— START SELECTION —
# A good non-technical book on doctrine of God



## MichaelGao (Aug 10, 2010)

As I come to realize that most PB members are avid readers. I'm sure I can't go wrong with your suggestions.

So, what I'm really seeking is a READABLE NON-Technical book that talks to the heart more than the mind. I want a book that will elevate my understand of God, but more importantly to be stirred up in my love for the Lord. So nothing too dry please.

So yeah, fire away with your favorites. 

I hear good things about Pleasures of God by John Piper, also John Owen's Glory of Christ and Communion with God are quite highly esteemed (Yeah, when I said doctrine of God, I include Christology, Pneumatology in there). 

The problem with Owen is, I've read Mortification of Sin, considered one of his easy books, yet I labored through it, so I don't think I'd have the language skills to fully enjoy his more dense works like the two mentioned above. Maybe the abridgments? Are they worth it? 
O and is Pleasures of God actually readable? Wayne Grudem says he uses it for advanced theology classes...that sounds kind of scary to me .

Comments? Suggestions?? Would all be very helpful.


----------



## Pergamum (Aug 10, 2010)

Paul Washer's One True God is good for beginnners.

Charnocks Attributes of God (I think the title is) is very good.


----------



## CharlieJ (Aug 10, 2010)

Given your requirements, I don't think you could do much better than _Knowing God_ by J. I. Packer.


----------



## Andres (Aug 10, 2010)

CharlieJ said:


> Given your requirements, I don't think you could do much better than _Knowing God_ by J. I. Packer.


 
After reading the OP, _Knowing God _was my first thought also.


----------



## ClayPot (Aug 10, 2010)

Andres said:


> CharlieJ said:
> 
> 
> > Given your requirements, I don't think you could do much better than _Knowing God_ by J. I. Packer.
> ...


 
I thought of Knowing God too. It's a fantastic book. Very readable and spiritually uplifting.


----------



## LeeD (Aug 10, 2010)

Pergamum said:


> Paul Washer's One True God is good for beginnners.


Very good recommendation. We are working through this with the men at our church now and thoroughly enjoying it.



Pergamum said:


> Charnocks Attributes of God (I think the title is) is very good.


The Existence and Attributes of God is the full title.


----------



## Christopher88 (Aug 10, 2010)

Knowing God by J.I. Packer *I hear its good but have not read*
Doctrine by Mark Driscoll *Simple systematic theology and reformed, on most issues*


----------



## jwithnell (Aug 10, 2010)

A sermon entitled: "God Glorified in Man's Dependence" by Jonathan Edwards. It is likely available somewhere on the Web and is also in the book: _On Knowing Christ_ which is a compilation of Mr. Edwards' sermons. _Knowing God_ also came to my mind -- it was among the books first handed to me as a new believer but is great for anyone at any stage of maturity.
— END SELECTION —
— START RAW RECORDS —
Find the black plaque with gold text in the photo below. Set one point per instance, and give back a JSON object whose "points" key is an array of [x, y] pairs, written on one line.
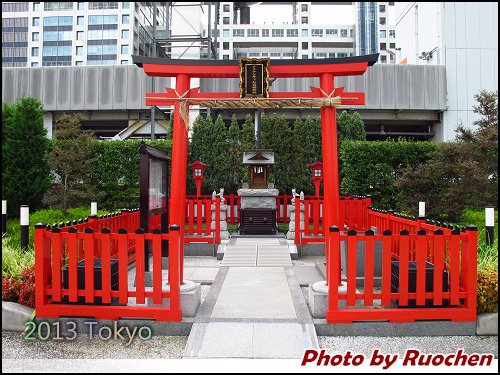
{"points": [[254, 78]]}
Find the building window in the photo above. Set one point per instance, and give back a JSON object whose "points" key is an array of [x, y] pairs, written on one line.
{"points": [[58, 6], [239, 33], [103, 5], [317, 32], [278, 33], [253, 33]]}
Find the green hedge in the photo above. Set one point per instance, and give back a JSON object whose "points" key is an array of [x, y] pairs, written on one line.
{"points": [[372, 167]]}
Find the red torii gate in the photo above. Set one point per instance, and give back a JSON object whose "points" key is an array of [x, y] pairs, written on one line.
{"points": [[183, 70]]}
— END RAW RECORDS —
▸ REQUIREMENTS
**1)** From the thread about books on the doctrine of God, print the passage starting at "The problem with" and ending at "Pergamum (Aug 10, 2010)".
**2)** List the usernames of everyone who posted in the thread about books on the doctrine of God.

▸ RESULTS BY TASK
**1)**
The problem with Owen is, I've read Mortification of Sin, considered one of his easy books, yet I labored through it, so I don't think I'd have the language skills to fully enjoy his more dense works like the two mentioned above. Maybe the abridgments? Are they worth it? 
O and is Pleasures of God actually readable? Wayne Grudem says he uses it for advanced theology classes...that sounds kind of scary to me .

Comments? Suggestions?? Would all be very helpful.


----------



## Pergamum (Aug 10, 2010)

**2)**
MichaelGao
Pergamum
CharlieJ
Andres
ClayPot
LeeD
Christopher88
jwithnell